Perintah Kerja A
Sebutkan semua area perkembangan awal anak yang terpengaruh oleh autisme menurut kutipan tentang autisme.
Perintah Kerja B
Lanjutkan kutipan tentang autisme mulai setelah kalimat terakhirnya.

Kutipan Teks

Seperti definisi sederhana soal autistik. Autistik adalah sebuah kondisi gangguan saraf otak (neurologis) yang berpengaruh pada tiga area perkembangan awal anak, yaitu bahasa, perilaku dan sosial.
Sehingga, anak pada kondisi autisme, terlihat bahasa, serta perilaku dan kemampuan bersosialisasinya berbeda daripada anak pada kondisi normal. Parents, hal ini menandakan juga – secara langsung, bahwa anak dengan kondisi autisme memang memerlukan perlakuan yang spesial atau khusus.
Pertanyaan lanjutannya adalah, bagaimana semestinya kita berlaku ke anak dengan autis? Nah Parents, untuk mengetahui jawaban dari pertanyaan tersebut, mari kita simak bahasan kali ini sampai selesai, ya.
Mengetahui dan Menerapkan Instrumen yang Tepat
Sering kali ketika orang tua dengan anak yang berkondisi autis datang ke pihak yang dianggap ahli, tetapi para ahli kerap menggunakan instrumen standar. Instrumen standar pada dasarnya dirancang bukan untuk menilai anak dengan kondisi autis.
Parents, kalau menurut Adriana Ginanjar – Ketua Yayasan Autisma Indonesia, kemampuan kognisi anak autistik belum terukur melalui tes intelegensi standar. Sehingga, jika dipaksakan untuk melihat kemampuan anak dengan kondisi autis tetapi hanya lewat tes intelegensi standar, maka kita berkemungkinan untuk tidak melihat bakat atau kemampuan lainnya yang menonjol.
Serial televisi Korea – Extraordinary Attorney Woo, yang memperlihatkan Woo Young Woo – seorang pengacara autistik yang tidak bisa melewati pintu berputar di kantornya. Pintu berputar ini akan dengan mudah dilewati oleh individu neurotipikal.
Tetapi, keadaan tersebut berbalik signifikan saat Woo sedang menghadapi persidangan. Ia bisa terlihat garang dan kerap memenangkan banyak kasus. Hal yang jelas kita bisa lihat dari contoh Pengacara Woo adalah autisme memang membuat seseorang berbeda, sehingga treatment yang perlu diberikan ke mereka juga berbeda.
Klasifikasi Harus Dilakukan Dengan Hati-Hati dan Teliti
Perlu kita ketahui bersama nih Parents, bahwasanya autisme mempunyai beberapa tipe ataupun tingkatan. Sehingga, dalam pengelompokan atau klasifikasi, perlu dilakukan dengan hati-hati dan juga teliti.

Data Terekam
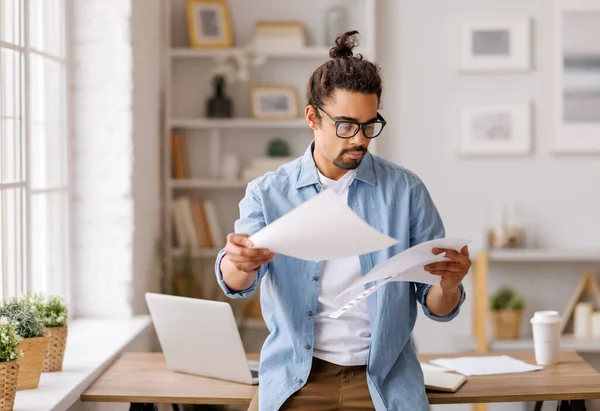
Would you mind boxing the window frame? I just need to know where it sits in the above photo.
[0,0,72,308]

Area Jawaban A
Bahasa, perilaku, dan sosial.

Area Jawaban B
Individu autistik mempunyai kondisi yang khas dan tidak bisa sama satu dengan yang lainnya. Jadi, klasifikasi atau kategorisasi ini mesti juga dipandang dengan bijak, Parents. Misalnya autistik non verbal, dianggap sebagai kondisi autistik yang parah. Padahal, beberapa kondisi autistik non verbal menunjukan ketrampilan dan juga bisa mengerjakan tugas dengan baik.
Lalu, bagaimana menentukan klasifikasi autistik? Salah satu instrumen yang bisa digunakan adalah Diagnostic and Statistical Manual of Mental Disorders (DSM-5) yang disusun oleh Asosiasi Psikiatri Amerika. Dengan instrumen ini, Parents bisa melihat bagaimana spektrum autisme dan bisa mencocokan dengan kondisi si anak.
Penerimaan
Parents, alih-alih melihat kondisi autisme sebagai perbedaan, terkadang pada kenyataannya – masih banyak yang melihat hal ini sebagai keanehan. Sehingga, kecenderungan untuk terjadinya diskriminasi masih besar.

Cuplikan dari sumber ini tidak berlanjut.